Directions: Whenever a line in the records below holds the string "woman", copy it out.

Dataset items:
- Opening Delimiter -
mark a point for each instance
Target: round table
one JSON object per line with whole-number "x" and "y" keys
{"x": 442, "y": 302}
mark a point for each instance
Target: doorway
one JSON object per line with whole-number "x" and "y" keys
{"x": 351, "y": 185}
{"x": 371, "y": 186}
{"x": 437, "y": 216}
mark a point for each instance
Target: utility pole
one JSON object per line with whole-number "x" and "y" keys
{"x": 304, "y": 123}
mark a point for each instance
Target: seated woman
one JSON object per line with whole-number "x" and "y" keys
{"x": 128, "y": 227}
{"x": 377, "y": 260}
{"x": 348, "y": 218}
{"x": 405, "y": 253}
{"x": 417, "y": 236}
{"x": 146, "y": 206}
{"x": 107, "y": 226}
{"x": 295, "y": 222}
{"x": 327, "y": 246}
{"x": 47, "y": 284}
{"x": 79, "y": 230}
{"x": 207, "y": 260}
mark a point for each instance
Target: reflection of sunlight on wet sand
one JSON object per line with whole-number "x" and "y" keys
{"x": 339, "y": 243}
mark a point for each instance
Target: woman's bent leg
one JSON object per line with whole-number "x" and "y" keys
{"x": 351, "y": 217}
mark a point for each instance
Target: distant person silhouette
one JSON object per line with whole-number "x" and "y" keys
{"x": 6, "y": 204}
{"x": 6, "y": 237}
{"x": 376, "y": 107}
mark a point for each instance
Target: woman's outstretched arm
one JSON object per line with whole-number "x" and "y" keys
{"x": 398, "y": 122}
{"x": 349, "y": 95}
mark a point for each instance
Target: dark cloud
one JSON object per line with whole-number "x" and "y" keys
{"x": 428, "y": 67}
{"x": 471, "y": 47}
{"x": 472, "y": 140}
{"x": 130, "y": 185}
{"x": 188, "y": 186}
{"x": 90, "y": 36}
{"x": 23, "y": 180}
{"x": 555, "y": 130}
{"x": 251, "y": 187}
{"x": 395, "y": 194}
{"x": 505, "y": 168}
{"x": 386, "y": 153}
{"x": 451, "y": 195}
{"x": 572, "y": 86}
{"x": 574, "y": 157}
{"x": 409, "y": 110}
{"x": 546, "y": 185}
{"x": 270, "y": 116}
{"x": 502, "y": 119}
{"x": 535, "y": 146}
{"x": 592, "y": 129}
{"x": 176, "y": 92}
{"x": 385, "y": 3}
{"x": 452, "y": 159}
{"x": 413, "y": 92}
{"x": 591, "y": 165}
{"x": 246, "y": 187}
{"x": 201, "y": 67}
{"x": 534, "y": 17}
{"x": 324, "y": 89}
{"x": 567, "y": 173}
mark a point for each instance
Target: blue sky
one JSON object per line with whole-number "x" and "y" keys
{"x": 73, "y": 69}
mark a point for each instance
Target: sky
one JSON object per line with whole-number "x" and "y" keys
- Closing Delimiter -
Solution:
Target: seated woman
Target: woman's bent leg
Target: woman's outstretched arm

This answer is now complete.